§ **WORK TO COMPLETE**: Only the lines from the one containing "of the wall-mounted" through the end of the material are to be echoed, each exactly as it appears.

** start of DATA PROVIDED **

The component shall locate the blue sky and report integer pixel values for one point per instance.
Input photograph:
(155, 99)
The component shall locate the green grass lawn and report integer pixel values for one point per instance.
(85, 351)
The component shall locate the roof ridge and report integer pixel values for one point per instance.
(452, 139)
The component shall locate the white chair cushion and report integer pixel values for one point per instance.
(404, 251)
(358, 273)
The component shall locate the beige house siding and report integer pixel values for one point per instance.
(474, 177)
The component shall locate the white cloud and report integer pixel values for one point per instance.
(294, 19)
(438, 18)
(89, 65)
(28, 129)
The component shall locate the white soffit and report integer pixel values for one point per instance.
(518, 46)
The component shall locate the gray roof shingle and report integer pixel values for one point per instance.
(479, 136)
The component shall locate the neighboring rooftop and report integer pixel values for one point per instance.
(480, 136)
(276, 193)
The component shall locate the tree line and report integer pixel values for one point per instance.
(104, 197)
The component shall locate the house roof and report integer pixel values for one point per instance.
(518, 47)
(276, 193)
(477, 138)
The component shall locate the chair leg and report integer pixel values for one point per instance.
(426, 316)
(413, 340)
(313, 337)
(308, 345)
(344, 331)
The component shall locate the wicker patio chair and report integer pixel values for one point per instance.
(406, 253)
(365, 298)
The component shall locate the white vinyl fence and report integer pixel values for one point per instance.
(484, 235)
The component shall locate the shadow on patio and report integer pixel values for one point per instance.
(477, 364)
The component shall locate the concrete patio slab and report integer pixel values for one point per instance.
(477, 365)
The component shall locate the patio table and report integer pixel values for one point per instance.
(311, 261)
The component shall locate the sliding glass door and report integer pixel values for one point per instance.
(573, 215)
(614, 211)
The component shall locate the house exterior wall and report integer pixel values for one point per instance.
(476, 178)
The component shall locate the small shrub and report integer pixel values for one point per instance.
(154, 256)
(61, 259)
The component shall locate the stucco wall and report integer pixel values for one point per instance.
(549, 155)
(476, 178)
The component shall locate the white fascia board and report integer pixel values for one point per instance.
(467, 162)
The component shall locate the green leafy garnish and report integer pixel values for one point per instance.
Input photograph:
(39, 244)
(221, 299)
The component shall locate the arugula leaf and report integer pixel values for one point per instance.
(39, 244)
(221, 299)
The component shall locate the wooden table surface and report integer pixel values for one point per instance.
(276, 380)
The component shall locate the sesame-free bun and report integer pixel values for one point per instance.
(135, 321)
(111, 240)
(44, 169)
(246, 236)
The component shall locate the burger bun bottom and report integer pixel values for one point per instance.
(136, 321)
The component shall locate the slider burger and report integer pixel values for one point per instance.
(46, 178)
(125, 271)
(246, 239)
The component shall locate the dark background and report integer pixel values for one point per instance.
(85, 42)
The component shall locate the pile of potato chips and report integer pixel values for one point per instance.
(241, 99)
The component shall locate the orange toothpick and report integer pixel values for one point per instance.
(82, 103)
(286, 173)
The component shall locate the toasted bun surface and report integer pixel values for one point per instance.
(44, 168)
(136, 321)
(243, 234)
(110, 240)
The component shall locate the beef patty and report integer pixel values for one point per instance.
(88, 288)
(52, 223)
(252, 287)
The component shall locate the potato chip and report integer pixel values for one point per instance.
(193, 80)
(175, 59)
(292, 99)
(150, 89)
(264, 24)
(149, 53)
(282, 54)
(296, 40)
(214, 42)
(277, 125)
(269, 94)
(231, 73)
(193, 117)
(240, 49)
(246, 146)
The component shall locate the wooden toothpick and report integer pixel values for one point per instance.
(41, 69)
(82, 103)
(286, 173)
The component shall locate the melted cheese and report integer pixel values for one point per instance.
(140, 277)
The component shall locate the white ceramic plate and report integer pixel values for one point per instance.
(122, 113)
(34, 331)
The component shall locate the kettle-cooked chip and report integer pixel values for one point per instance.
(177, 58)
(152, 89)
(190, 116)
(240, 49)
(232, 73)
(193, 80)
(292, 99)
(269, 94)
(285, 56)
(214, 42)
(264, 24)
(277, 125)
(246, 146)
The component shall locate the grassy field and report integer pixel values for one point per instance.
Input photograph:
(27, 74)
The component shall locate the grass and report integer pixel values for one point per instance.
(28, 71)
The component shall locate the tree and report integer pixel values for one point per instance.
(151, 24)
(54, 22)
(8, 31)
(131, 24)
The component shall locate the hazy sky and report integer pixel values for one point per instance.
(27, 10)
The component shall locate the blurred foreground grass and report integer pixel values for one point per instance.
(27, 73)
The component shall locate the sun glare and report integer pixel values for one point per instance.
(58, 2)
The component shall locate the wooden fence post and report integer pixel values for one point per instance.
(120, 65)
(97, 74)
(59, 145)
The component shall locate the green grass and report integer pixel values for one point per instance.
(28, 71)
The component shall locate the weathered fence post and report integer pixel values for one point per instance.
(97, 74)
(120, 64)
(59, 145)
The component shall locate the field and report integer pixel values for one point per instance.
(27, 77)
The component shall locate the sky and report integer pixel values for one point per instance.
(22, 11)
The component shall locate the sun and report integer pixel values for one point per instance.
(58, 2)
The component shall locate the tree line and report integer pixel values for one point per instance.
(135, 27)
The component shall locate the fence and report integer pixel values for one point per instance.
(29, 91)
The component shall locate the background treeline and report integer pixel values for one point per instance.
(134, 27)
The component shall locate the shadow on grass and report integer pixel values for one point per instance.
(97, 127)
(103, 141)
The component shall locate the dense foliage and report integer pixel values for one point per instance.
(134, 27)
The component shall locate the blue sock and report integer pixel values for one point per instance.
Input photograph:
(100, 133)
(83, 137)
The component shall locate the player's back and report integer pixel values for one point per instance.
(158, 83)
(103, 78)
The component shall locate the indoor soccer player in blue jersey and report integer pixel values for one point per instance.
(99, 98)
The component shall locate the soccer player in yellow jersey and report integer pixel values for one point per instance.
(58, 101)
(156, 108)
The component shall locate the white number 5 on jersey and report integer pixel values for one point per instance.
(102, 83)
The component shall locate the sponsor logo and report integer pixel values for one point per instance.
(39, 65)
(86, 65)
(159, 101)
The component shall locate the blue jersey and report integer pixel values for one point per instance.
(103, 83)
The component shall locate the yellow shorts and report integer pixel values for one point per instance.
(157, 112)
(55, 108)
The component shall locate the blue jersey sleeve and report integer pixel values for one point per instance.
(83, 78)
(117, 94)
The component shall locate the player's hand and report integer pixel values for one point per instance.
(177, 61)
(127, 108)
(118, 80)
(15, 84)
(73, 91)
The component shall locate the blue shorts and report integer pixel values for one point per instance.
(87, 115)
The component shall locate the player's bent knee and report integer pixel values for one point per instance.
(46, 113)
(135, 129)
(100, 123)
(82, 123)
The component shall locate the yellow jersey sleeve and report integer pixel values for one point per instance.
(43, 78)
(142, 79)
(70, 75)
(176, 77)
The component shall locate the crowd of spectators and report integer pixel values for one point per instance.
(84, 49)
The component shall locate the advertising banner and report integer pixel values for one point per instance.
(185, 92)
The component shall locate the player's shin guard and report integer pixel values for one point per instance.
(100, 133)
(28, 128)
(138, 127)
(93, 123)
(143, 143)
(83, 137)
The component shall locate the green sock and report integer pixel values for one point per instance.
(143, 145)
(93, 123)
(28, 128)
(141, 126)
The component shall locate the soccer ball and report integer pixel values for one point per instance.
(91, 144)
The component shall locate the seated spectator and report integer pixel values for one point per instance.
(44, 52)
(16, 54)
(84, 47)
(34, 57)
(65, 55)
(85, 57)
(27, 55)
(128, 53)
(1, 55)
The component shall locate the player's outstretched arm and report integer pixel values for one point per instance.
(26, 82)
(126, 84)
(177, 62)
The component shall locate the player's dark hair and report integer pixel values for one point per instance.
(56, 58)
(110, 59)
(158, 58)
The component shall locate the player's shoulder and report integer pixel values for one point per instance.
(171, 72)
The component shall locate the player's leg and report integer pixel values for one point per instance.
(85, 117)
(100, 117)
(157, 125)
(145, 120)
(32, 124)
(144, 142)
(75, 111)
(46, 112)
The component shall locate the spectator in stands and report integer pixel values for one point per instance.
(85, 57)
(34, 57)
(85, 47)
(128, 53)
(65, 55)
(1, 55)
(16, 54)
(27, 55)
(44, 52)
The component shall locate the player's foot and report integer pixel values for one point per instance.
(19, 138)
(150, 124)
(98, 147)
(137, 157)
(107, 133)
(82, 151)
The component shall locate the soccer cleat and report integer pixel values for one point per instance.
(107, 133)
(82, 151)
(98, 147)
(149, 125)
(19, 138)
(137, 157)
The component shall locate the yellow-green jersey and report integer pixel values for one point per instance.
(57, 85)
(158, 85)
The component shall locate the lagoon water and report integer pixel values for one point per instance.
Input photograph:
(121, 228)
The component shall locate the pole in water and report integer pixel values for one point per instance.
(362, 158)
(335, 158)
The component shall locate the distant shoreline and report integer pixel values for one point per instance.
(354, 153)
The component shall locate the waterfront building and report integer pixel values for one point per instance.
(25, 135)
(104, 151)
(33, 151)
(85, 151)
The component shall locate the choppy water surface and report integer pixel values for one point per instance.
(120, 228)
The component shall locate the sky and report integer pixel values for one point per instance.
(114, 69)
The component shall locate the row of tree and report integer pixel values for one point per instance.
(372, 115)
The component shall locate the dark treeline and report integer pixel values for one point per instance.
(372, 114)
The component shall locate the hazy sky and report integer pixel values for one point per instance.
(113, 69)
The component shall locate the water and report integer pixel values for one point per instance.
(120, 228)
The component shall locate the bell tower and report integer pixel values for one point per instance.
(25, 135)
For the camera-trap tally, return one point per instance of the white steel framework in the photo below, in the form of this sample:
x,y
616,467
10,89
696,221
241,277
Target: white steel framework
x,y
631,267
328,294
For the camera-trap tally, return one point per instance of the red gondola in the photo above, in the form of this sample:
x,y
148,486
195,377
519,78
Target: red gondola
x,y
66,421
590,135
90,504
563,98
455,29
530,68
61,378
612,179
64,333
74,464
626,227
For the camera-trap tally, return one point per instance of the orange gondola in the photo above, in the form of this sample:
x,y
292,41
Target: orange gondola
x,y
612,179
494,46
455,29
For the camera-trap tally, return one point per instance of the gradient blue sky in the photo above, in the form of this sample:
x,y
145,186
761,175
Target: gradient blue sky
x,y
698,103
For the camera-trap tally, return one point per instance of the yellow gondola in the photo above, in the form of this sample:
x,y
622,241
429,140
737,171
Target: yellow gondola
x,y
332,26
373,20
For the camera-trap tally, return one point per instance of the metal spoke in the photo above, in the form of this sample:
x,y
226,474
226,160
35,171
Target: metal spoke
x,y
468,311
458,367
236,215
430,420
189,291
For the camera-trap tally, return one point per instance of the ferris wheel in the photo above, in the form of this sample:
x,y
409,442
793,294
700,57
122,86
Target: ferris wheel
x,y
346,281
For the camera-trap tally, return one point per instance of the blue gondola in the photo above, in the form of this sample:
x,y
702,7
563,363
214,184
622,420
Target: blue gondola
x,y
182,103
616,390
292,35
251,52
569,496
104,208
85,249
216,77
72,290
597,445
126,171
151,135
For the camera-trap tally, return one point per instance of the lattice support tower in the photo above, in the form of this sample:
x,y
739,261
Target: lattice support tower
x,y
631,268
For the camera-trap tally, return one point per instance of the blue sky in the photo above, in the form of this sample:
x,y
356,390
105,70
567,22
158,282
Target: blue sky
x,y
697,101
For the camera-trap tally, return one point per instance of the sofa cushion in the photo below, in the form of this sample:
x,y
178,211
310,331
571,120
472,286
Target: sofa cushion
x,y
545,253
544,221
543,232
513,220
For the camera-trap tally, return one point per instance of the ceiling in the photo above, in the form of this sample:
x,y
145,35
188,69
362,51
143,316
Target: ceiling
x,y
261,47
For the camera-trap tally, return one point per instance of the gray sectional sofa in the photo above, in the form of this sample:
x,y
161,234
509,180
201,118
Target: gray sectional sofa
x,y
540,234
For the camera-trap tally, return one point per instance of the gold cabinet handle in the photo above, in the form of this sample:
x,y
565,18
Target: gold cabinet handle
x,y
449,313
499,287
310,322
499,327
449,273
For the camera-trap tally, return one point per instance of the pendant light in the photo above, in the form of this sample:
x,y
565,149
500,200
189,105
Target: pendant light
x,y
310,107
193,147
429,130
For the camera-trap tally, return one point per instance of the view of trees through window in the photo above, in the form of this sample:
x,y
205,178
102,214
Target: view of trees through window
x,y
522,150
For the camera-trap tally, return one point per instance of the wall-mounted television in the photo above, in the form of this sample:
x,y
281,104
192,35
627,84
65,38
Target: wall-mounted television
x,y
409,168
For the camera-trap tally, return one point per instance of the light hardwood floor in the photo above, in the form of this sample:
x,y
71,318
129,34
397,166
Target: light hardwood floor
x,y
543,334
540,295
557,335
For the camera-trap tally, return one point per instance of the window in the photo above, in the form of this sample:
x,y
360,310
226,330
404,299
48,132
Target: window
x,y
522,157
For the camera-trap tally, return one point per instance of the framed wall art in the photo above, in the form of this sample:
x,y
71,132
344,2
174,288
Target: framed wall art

** end of DATA PROVIDED **

§ **THE RESPONSE**:
For the camera-trap tally, return one point per instance of the wall-mounted television in the photo above, in the form of this sample:
x,y
281,104
192,35
627,84
65,38
Target: wall-mounted television
x,y
409,168
For the camera-trap tally, return one point per instance of the light hardwood floor in the photo above, in the form of this sample:
x,y
71,318
129,34
397,166
Target: light hardwood floor
x,y
543,334
540,295
557,335
For the camera-trap tally, return one point per instance of the window in the photo above, in the form of this sample:
x,y
360,310
226,330
404,299
48,132
Target: window
x,y
522,157
For the camera-trap tally, return one point per instance of the framed wall art in the photo above, in the form of this sample:
x,y
71,132
344,2
174,288
Target: framed wall art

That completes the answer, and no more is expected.